*DESCRIPTION OF THE TASK:*
Rewrite the lines in the records below, from the line containing "Challenge round — find the green shirt" through the line containing "[0,256,263,338]", as a JSON list of strings with one string per line and blank lines omitted.
Start
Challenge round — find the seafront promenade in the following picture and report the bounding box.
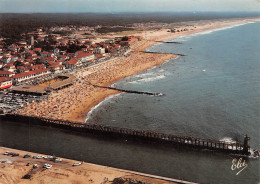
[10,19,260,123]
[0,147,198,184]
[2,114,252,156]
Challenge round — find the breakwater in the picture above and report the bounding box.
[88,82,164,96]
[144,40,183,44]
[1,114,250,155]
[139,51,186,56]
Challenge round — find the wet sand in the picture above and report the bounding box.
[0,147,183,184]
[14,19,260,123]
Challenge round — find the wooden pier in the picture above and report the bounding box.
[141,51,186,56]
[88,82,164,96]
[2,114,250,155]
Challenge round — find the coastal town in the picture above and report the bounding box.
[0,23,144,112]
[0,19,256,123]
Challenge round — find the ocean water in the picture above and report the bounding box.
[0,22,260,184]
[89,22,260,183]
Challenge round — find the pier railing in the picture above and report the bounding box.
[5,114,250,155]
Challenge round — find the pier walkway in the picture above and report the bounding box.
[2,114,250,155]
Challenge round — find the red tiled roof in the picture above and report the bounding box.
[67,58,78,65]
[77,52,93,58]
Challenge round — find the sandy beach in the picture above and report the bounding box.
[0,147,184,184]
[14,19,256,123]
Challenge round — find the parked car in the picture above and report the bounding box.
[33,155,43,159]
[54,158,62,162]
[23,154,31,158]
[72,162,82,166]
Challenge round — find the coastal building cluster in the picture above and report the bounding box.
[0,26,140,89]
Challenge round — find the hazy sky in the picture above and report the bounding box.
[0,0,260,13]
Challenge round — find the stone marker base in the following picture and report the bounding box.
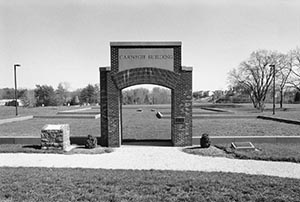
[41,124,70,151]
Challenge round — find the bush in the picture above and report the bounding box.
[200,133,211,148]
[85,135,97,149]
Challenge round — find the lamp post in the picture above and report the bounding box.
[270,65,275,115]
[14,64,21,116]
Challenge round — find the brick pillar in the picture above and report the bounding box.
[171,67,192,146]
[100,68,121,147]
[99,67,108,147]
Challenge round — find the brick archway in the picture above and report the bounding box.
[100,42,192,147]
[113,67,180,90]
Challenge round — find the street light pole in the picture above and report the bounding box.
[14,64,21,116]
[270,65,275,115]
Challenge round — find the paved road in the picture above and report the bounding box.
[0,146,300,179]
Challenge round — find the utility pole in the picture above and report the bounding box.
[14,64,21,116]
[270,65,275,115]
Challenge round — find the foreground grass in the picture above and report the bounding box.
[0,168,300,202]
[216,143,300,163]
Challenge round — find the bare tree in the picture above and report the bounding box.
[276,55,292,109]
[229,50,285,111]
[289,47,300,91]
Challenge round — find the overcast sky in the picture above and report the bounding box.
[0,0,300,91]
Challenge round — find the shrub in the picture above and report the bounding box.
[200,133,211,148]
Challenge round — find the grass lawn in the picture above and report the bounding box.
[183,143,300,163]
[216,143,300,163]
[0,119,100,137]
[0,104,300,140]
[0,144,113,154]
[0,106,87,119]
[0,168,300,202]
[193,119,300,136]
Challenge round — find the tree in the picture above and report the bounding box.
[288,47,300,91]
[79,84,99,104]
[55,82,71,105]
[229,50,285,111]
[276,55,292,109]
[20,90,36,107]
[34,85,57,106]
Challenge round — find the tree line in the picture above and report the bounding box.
End
Start
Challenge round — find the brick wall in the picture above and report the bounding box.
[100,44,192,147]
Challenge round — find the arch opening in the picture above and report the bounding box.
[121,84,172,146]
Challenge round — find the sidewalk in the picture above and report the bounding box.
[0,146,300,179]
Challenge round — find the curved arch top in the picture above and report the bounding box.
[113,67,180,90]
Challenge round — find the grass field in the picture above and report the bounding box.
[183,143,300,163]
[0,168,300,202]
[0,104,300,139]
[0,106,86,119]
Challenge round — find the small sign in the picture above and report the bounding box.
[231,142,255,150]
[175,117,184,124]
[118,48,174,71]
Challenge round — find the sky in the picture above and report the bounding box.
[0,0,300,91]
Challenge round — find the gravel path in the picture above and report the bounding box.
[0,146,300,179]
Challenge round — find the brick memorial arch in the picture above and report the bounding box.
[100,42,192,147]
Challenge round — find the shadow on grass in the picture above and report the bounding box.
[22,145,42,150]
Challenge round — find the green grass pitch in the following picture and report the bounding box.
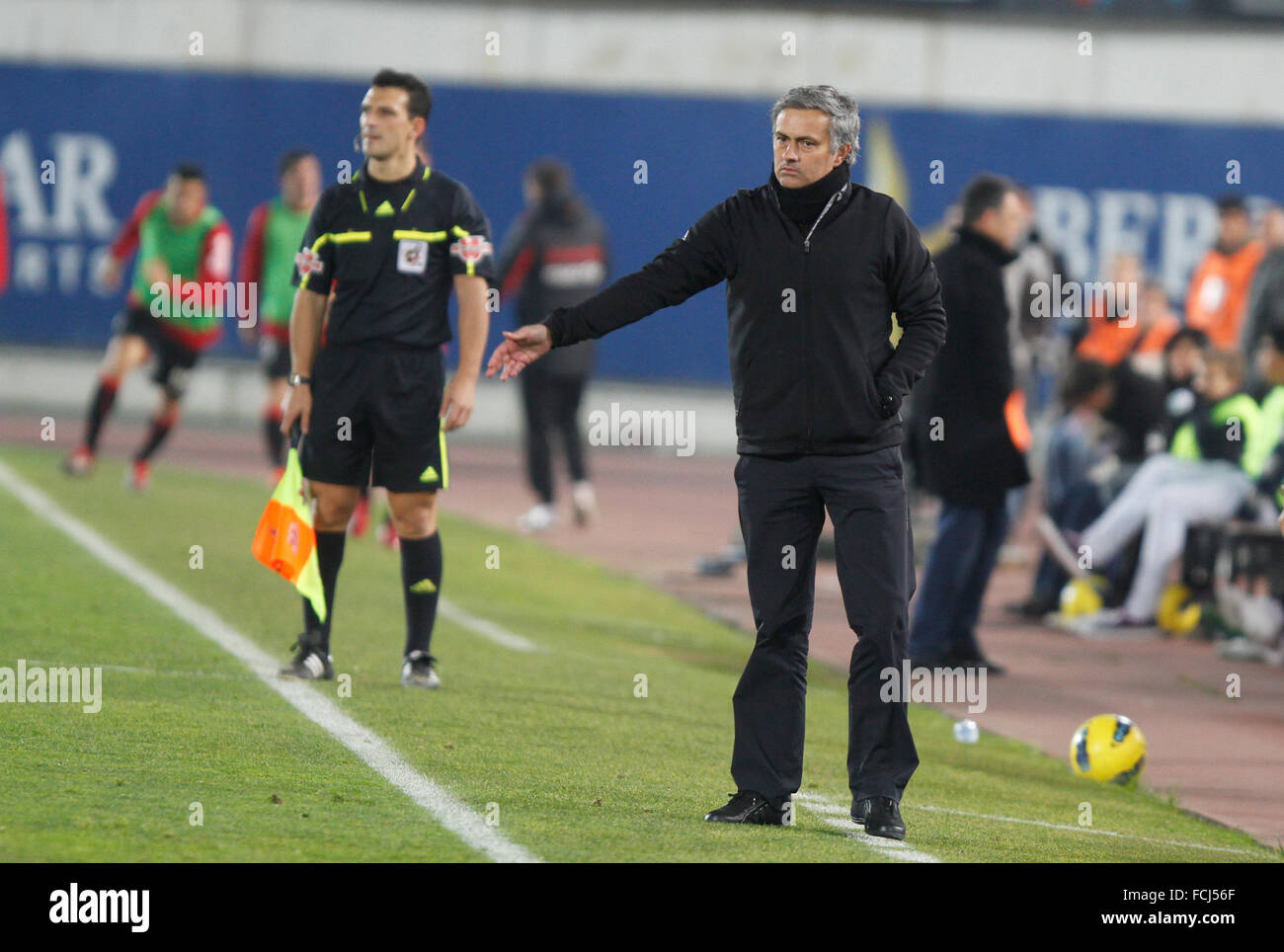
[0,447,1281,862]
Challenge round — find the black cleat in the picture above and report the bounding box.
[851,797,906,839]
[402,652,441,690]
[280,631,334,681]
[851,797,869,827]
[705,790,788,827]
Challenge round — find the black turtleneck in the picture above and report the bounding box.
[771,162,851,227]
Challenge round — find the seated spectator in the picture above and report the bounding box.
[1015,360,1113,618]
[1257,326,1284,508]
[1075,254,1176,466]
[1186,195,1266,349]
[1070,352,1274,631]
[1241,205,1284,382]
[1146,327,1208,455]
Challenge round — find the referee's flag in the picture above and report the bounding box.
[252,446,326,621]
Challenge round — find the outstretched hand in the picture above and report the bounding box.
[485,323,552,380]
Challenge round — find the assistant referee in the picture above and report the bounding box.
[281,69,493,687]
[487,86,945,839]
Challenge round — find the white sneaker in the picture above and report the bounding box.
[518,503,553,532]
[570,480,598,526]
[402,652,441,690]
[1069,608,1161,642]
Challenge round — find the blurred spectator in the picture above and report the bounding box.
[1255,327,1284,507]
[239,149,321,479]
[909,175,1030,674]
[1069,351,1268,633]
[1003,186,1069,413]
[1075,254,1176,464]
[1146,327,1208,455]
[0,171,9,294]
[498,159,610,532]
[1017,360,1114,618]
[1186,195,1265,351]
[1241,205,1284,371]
End
Start
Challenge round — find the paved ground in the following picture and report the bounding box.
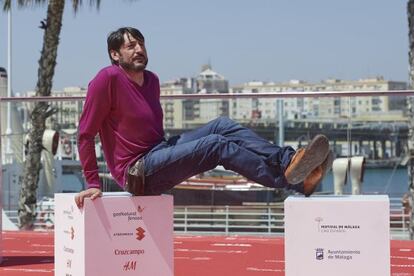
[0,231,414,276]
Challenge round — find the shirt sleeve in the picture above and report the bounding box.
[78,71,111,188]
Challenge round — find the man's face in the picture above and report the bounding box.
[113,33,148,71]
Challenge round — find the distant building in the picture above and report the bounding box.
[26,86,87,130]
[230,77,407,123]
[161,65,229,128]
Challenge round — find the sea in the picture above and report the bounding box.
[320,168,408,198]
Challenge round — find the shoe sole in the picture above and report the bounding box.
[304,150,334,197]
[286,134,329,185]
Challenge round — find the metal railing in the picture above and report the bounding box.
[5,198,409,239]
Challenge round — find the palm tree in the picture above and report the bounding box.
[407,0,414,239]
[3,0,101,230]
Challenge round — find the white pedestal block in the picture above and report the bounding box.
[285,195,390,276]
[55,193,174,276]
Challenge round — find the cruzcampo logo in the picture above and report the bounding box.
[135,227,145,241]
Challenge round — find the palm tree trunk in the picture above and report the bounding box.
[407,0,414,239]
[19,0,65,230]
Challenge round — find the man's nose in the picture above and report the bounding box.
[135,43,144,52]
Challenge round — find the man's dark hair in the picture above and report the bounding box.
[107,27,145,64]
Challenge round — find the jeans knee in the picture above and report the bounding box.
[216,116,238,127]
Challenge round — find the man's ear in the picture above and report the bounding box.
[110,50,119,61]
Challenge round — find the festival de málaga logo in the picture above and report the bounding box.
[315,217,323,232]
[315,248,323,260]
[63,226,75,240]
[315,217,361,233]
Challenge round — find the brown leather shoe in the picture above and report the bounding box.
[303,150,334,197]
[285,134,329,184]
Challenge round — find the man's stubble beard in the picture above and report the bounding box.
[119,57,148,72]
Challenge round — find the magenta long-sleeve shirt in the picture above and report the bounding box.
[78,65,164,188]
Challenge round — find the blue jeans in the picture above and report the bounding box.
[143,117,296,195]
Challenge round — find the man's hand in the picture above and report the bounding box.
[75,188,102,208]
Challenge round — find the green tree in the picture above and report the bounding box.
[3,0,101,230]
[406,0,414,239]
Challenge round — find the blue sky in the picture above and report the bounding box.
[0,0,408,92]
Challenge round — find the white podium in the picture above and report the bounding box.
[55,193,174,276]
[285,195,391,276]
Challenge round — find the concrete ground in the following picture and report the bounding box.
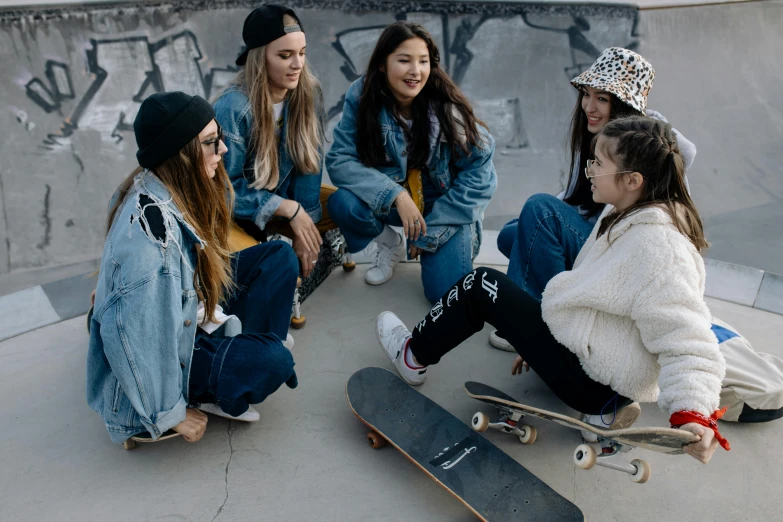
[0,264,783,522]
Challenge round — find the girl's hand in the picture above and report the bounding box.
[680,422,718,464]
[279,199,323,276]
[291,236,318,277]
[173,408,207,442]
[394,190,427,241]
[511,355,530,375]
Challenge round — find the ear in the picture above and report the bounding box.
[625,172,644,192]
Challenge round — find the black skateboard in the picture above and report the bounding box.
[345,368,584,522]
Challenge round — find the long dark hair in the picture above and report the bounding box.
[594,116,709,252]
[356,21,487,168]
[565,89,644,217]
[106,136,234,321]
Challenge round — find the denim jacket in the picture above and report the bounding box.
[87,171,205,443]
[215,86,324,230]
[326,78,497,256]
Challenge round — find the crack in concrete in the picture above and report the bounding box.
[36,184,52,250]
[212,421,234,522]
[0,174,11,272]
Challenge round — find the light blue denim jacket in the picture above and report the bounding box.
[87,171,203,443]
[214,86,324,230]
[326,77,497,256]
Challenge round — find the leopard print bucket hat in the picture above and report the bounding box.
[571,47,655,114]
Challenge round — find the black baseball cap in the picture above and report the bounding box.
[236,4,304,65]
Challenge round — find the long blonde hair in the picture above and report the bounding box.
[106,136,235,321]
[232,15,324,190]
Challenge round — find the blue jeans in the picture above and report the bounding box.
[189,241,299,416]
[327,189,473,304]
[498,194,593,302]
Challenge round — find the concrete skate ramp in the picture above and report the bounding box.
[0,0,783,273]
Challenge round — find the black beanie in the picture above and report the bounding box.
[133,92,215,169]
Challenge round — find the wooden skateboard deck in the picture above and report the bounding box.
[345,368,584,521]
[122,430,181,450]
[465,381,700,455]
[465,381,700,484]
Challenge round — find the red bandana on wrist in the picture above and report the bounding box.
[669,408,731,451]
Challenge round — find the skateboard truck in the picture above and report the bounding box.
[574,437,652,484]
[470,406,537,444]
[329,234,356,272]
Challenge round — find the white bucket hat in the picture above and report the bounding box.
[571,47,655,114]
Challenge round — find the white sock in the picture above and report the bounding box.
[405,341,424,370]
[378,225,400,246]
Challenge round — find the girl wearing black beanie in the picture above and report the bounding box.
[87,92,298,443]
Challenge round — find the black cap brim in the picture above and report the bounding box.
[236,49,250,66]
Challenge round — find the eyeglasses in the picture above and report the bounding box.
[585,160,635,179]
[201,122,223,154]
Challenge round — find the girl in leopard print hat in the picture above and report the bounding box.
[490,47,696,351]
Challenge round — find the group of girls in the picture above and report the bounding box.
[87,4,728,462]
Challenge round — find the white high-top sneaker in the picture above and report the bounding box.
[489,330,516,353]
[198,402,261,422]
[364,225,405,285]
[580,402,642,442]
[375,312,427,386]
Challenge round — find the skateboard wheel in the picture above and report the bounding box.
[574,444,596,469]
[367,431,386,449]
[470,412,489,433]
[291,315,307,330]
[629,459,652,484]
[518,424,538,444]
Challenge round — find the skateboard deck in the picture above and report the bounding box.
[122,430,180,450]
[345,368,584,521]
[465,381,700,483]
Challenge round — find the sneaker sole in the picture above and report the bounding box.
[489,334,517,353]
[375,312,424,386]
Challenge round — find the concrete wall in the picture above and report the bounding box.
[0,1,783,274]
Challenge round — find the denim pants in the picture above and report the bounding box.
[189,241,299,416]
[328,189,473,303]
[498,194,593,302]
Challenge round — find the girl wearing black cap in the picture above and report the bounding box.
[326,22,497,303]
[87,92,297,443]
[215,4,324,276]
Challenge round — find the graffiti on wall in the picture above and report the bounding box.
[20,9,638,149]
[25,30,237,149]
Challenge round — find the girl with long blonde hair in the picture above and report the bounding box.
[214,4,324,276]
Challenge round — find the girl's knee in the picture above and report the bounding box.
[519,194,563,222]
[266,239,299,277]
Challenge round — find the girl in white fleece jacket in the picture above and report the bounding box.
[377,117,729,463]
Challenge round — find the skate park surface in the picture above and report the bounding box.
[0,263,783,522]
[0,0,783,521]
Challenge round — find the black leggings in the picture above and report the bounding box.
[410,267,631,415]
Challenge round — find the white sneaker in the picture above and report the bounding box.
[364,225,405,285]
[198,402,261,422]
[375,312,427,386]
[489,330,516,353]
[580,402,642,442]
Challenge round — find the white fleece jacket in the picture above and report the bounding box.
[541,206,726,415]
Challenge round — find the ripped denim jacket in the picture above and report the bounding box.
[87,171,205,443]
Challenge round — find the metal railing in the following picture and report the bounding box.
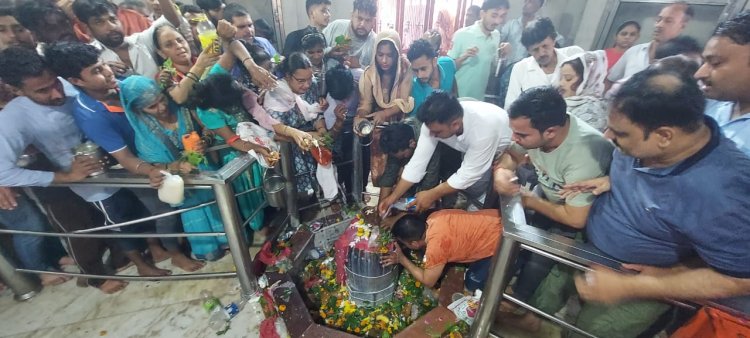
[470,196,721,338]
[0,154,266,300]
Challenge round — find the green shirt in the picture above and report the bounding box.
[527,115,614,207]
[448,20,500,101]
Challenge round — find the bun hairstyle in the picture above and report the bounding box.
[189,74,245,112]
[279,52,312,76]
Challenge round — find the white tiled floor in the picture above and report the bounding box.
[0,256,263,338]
End
*REPLY TO THE TASK:*
[
  "Challenge round — find the green shirt in the picture above and report the bounding box.",
  "[527,115,614,207]",
  "[448,20,500,101]",
  "Challenge round — find the bun hairstyle in the picture above and report the bounding box.",
  "[189,74,245,112]",
  "[279,52,312,76]",
  "Challenge round — find the white tiled floor in the picture above and report the bounding box.",
  "[0,256,263,338]"
]